▶ YOUR TASK
Return every line of the stored data below that contains the word "green", copying each such line unchanged.

▶ Stored data
— start —

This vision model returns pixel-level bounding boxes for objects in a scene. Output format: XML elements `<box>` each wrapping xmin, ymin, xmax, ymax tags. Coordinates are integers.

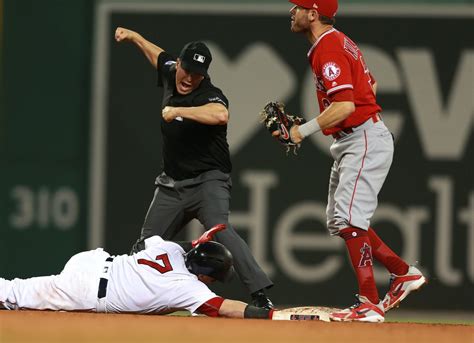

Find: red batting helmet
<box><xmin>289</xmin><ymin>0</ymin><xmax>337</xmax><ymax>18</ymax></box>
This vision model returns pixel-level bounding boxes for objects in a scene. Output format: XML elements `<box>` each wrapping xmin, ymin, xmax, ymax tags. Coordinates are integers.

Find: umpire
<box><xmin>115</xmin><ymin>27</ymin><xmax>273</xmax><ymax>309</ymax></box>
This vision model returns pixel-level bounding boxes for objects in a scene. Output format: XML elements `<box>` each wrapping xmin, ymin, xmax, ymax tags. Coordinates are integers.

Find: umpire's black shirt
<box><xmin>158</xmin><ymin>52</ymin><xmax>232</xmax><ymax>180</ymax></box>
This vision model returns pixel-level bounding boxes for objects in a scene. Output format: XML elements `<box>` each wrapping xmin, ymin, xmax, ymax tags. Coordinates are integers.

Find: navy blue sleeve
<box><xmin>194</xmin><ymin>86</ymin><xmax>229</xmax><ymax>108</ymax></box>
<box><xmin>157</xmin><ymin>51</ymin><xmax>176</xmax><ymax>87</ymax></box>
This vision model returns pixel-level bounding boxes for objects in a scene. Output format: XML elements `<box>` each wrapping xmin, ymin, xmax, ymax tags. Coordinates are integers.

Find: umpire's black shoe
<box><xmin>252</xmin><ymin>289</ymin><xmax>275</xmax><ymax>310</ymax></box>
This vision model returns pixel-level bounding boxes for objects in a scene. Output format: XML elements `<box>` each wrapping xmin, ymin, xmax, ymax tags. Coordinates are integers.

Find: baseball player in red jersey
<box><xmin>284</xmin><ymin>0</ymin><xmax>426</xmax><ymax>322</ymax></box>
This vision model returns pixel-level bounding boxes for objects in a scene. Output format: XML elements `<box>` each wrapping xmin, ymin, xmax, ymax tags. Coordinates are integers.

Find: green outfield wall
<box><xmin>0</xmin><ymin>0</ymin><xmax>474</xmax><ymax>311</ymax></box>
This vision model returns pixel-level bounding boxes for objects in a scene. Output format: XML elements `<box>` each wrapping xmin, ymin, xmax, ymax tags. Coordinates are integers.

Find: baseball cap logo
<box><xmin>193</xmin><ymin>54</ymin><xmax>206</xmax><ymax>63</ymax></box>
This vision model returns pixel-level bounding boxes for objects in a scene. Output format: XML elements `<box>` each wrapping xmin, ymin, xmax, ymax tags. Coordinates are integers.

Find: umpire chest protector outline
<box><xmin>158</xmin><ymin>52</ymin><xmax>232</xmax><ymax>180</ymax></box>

— end —
— start —

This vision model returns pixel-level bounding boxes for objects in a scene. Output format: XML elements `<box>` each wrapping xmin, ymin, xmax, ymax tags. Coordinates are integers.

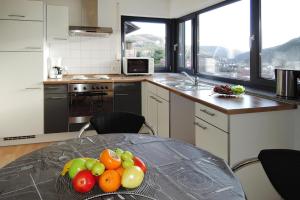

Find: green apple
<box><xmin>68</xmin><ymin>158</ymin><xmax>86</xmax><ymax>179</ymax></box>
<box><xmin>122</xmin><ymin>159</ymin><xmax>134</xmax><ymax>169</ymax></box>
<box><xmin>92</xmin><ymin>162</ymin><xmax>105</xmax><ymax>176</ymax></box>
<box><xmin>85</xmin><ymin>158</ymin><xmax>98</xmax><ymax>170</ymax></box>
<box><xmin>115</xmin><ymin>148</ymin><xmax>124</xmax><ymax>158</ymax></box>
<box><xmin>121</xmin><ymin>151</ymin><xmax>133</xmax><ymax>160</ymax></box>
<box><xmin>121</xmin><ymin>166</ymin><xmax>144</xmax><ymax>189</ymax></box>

— end —

▶ EXERCISE OUTPUT
Find: green outfield wall
Find: green apple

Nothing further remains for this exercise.